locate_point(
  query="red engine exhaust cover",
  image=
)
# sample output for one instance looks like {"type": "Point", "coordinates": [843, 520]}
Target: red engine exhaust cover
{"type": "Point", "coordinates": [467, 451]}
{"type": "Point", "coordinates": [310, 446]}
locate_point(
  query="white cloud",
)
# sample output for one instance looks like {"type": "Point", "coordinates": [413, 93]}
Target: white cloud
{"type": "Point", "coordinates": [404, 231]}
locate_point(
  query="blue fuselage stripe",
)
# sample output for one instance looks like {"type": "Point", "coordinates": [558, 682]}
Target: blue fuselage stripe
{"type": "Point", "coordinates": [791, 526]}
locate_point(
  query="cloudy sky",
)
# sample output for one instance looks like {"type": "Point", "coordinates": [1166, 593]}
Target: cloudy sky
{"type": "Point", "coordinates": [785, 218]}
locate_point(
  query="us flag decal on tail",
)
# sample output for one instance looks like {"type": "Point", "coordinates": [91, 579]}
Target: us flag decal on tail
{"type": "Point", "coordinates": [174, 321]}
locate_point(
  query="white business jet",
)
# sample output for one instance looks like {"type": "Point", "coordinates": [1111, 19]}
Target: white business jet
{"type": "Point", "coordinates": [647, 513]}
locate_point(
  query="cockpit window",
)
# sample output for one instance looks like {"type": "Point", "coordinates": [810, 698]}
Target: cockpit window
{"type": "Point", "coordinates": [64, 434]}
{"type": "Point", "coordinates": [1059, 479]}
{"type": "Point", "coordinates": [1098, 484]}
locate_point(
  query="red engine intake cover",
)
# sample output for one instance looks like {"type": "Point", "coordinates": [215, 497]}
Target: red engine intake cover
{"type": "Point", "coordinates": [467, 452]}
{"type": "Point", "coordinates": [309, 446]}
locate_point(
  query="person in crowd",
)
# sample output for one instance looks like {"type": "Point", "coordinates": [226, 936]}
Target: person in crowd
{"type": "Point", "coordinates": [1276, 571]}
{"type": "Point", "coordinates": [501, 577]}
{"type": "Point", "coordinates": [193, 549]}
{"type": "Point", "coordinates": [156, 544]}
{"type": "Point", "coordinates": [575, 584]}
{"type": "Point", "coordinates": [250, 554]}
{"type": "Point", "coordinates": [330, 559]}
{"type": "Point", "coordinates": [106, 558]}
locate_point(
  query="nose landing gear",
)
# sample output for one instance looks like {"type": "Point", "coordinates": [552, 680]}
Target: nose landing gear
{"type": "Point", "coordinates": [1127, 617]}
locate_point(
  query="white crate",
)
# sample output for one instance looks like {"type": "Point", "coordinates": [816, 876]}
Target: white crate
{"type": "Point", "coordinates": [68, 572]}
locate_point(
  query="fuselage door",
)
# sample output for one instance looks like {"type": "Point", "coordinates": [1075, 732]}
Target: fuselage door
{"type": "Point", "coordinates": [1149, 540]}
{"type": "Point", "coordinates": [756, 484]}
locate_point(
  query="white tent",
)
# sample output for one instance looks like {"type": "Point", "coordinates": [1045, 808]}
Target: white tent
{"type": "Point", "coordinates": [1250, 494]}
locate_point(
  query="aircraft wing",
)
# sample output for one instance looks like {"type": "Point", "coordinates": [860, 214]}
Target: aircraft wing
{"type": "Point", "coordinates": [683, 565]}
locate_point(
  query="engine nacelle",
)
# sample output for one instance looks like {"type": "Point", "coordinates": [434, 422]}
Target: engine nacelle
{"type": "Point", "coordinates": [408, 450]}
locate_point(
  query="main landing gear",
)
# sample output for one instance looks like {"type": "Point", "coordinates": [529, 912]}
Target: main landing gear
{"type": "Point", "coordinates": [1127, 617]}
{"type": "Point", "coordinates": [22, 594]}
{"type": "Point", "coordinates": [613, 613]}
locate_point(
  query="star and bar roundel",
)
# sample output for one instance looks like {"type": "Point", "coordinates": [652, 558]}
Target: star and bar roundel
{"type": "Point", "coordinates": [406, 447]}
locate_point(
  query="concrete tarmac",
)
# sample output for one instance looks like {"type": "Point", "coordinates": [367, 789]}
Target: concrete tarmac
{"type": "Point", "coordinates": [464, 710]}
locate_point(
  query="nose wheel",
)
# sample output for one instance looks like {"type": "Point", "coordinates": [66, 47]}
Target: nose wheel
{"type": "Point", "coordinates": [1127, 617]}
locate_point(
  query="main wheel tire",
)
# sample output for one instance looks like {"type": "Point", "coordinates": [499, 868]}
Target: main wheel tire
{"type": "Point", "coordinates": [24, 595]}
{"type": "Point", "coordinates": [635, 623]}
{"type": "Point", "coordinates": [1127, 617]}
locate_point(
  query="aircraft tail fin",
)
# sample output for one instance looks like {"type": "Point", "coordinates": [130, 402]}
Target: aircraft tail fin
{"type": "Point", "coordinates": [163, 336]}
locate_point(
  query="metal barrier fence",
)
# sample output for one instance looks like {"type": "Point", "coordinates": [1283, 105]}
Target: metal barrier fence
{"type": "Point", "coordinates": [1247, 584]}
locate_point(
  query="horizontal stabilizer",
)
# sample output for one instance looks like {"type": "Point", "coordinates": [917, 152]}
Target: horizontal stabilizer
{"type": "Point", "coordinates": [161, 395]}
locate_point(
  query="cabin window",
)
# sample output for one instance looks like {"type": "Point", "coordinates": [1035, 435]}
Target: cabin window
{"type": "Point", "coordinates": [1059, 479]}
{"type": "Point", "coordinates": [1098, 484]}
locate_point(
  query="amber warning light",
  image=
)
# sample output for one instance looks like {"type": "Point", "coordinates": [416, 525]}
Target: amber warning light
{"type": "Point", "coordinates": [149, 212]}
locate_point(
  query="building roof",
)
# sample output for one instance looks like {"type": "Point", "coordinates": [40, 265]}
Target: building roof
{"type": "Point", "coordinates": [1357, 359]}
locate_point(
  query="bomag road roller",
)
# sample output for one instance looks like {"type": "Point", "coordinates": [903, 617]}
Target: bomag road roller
◇ ◇ ◇
■ WHAT TO PRODUCE
Could you return all the data above exactly as it appears?

■ EXERCISE OUTPUT
locate_point(
  query="red engine exhaust cover",
  image=
)
# sample output for one instance looks like {"type": "Point", "coordinates": [843, 520]}
Target: red engine exhaust cover
{"type": "Point", "coordinates": [467, 451]}
{"type": "Point", "coordinates": [310, 446]}
locate_point(
  query="white cloud",
)
# sample output for one instance looks like {"type": "Point", "coordinates": [413, 93]}
Target: white cloud
{"type": "Point", "coordinates": [404, 231]}
locate_point(
  query="blue fuselage stripe",
)
# sample output for one instance looks like {"type": "Point", "coordinates": [558, 682]}
Target: blue fuselage stripe
{"type": "Point", "coordinates": [791, 526]}
locate_point(
  query="cloudy sky",
)
# sample output for one instance looks like {"type": "Point", "coordinates": [1166, 593]}
Target: cloudy sky
{"type": "Point", "coordinates": [785, 218]}
locate_point(
  query="us flag decal on tail",
)
# sample output for one instance looks like {"type": "Point", "coordinates": [91, 579]}
Target: us flag decal on tail
{"type": "Point", "coordinates": [174, 321]}
locate_point(
  query="white business jet",
)
# sample output for one instance looks like {"type": "Point", "coordinates": [1111, 19]}
Target: white business jet
{"type": "Point", "coordinates": [647, 513]}
locate_point(
  query="cockpit window",
)
# sample output for one instance looks like {"type": "Point", "coordinates": [810, 698]}
Target: cockpit window
{"type": "Point", "coordinates": [64, 434]}
{"type": "Point", "coordinates": [1059, 479]}
{"type": "Point", "coordinates": [1098, 484]}
locate_point(
  query="red engine intake cover",
)
# sample output for one instance looks like {"type": "Point", "coordinates": [215, 497]}
Target: red engine intake cover
{"type": "Point", "coordinates": [467, 452]}
{"type": "Point", "coordinates": [309, 446]}
locate_point(
  query="person in crowd",
)
# sample output for one instance looks like {"type": "Point", "coordinates": [226, 936]}
Target: person in crowd
{"type": "Point", "coordinates": [1276, 571]}
{"type": "Point", "coordinates": [501, 577]}
{"type": "Point", "coordinates": [193, 549]}
{"type": "Point", "coordinates": [156, 544]}
{"type": "Point", "coordinates": [575, 584]}
{"type": "Point", "coordinates": [250, 554]}
{"type": "Point", "coordinates": [330, 559]}
{"type": "Point", "coordinates": [106, 558]}
locate_point(
  query="nose landing gear",
)
# sample output for one instance looks like {"type": "Point", "coordinates": [552, 680]}
Target: nose landing gear
{"type": "Point", "coordinates": [1127, 617]}
locate_point(
  query="white crate",
)
# sample output for one instance looks like {"type": "Point", "coordinates": [816, 876]}
Target: white crate
{"type": "Point", "coordinates": [68, 572]}
locate_point(
  query="fuselage door",
)
# sample output for one instance looks like {"type": "Point", "coordinates": [1075, 732]}
Target: fuselage door
{"type": "Point", "coordinates": [1149, 540]}
{"type": "Point", "coordinates": [756, 484]}
locate_point(
  query="white tent",
)
# sample output for one instance looks like {"type": "Point", "coordinates": [1045, 808]}
Target: white tent
{"type": "Point", "coordinates": [1250, 494]}
locate_point(
  query="aircraft wing",
)
# sample output for one instance looks like {"type": "Point", "coordinates": [860, 214]}
Target: aircraft wing
{"type": "Point", "coordinates": [683, 565]}
locate_point(
  query="engine nacelle",
)
# sample output for one instance looks like {"type": "Point", "coordinates": [434, 422]}
Target: engine nacelle
{"type": "Point", "coordinates": [408, 450]}
locate_point(
  query="main landing gear",
)
# sample output for one instance looks like {"type": "Point", "coordinates": [529, 912]}
Target: main landing gear
{"type": "Point", "coordinates": [1127, 617]}
{"type": "Point", "coordinates": [22, 594]}
{"type": "Point", "coordinates": [613, 613]}
locate_point(
  query="star and bar roundel",
)
# sample output for one instance looks like {"type": "Point", "coordinates": [652, 558]}
Target: star and bar roundel
{"type": "Point", "coordinates": [406, 447]}
locate_point(
  query="concrete tarmac",
)
# sample output for one instance looks like {"type": "Point", "coordinates": [367, 789]}
Target: concrete tarmac
{"type": "Point", "coordinates": [464, 710]}
locate_point(
  query="nose wheel",
)
# sample output for one instance looks like {"type": "Point", "coordinates": [66, 47]}
Target: nose wheel
{"type": "Point", "coordinates": [1127, 617]}
locate_point(
  query="main wheel tire",
)
# sample output for one instance looks like {"type": "Point", "coordinates": [499, 868]}
Target: main wheel tire
{"type": "Point", "coordinates": [24, 595]}
{"type": "Point", "coordinates": [635, 623]}
{"type": "Point", "coordinates": [1127, 617]}
locate_point(
  query="aircraft tail fin",
)
# sample output for one instance looks like {"type": "Point", "coordinates": [130, 402]}
Target: aircraft tail fin
{"type": "Point", "coordinates": [163, 336]}
locate_point(
  query="metal barrier fence",
)
# sample output for one instance looks like {"type": "Point", "coordinates": [1283, 105]}
Target: metal barrier fence
{"type": "Point", "coordinates": [1247, 584]}
locate_point(
  query="horizontal stabilizer",
)
# sample output for one instance looks like {"type": "Point", "coordinates": [917, 152]}
Target: horizontal stabilizer
{"type": "Point", "coordinates": [161, 395]}
locate_point(
  query="cabin window",
)
# sample output for one instance looks like {"type": "Point", "coordinates": [1035, 435]}
Target: cabin window
{"type": "Point", "coordinates": [1059, 479]}
{"type": "Point", "coordinates": [1098, 484]}
locate_point(
  query="amber warning light",
  image=
)
# sample output for one instance looks like {"type": "Point", "coordinates": [416, 525]}
Target: amber warning light
{"type": "Point", "coordinates": [149, 212]}
locate_point(
  query="building roof",
)
# sample output for one instance looks like {"type": "Point", "coordinates": [40, 265]}
Target: building roof
{"type": "Point", "coordinates": [1357, 359]}
locate_point(
  query="bomag road roller",
)
# sample output for one instance looks like {"type": "Point", "coordinates": [903, 617]}
Target: bomag road roller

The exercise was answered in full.